* Exercise goal *
Convert every line of the material below into a JSON list of strings, one string per line, leaving out blank lines.

* Information provided *
▶
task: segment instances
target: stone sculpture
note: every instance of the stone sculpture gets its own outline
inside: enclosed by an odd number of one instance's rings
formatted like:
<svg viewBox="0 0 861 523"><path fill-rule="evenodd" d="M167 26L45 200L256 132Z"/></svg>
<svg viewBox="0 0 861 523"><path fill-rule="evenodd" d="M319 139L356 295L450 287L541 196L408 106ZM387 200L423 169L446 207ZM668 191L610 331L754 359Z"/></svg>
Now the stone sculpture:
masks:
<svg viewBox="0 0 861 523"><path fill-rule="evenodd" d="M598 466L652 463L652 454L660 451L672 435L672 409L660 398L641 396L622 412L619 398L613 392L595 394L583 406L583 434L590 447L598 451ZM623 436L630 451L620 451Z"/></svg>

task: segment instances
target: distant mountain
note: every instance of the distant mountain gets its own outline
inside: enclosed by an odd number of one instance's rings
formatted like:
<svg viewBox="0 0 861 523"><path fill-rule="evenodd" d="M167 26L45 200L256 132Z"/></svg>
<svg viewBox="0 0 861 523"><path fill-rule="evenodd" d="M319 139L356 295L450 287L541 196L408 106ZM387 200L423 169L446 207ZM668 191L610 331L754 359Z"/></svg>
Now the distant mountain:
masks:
◀
* Reply *
[
  "task: segment instances",
  "target: stone sculpture",
  "note: every instance of the stone sculpture gets its own outline",
  "inside: enclosed by an odd number of one instance's rings",
  "formatted like:",
  "<svg viewBox=\"0 0 861 523\"><path fill-rule=\"evenodd\" d=\"M167 26L45 200L256 132Z\"/></svg>",
  "<svg viewBox=\"0 0 861 523\"><path fill-rule=\"evenodd\" d=\"M319 139L356 295L450 287L541 196L408 106ZM387 200L423 169L446 207ZM668 191L610 331L754 359Z\"/></svg>",
  "Now the stone sculpture:",
  "masks:",
  "<svg viewBox=\"0 0 861 523\"><path fill-rule=\"evenodd\" d=\"M598 466L652 463L652 454L660 451L672 435L672 409L660 398L641 396L622 412L619 398L613 392L595 394L583 406L583 434L590 447L598 451ZM623 436L630 451L620 451Z\"/></svg>",
  "task: segment instances",
  "target: distant mountain",
  "note: every instance of the distant mountain gets its own outline",
  "inside: enclosed by an odd number of one instance's rings",
  "formatted like:",
  "<svg viewBox=\"0 0 861 523\"><path fill-rule=\"evenodd\" d=\"M167 26L45 200L256 132Z\"/></svg>",
  "<svg viewBox=\"0 0 861 523\"><path fill-rule=\"evenodd\" d=\"M319 139L356 295L450 287L541 196L408 106ZM387 200L423 169L446 207ZM668 191L610 331L754 359Z\"/></svg>",
  "Now the distant mountain:",
  "masks:"
]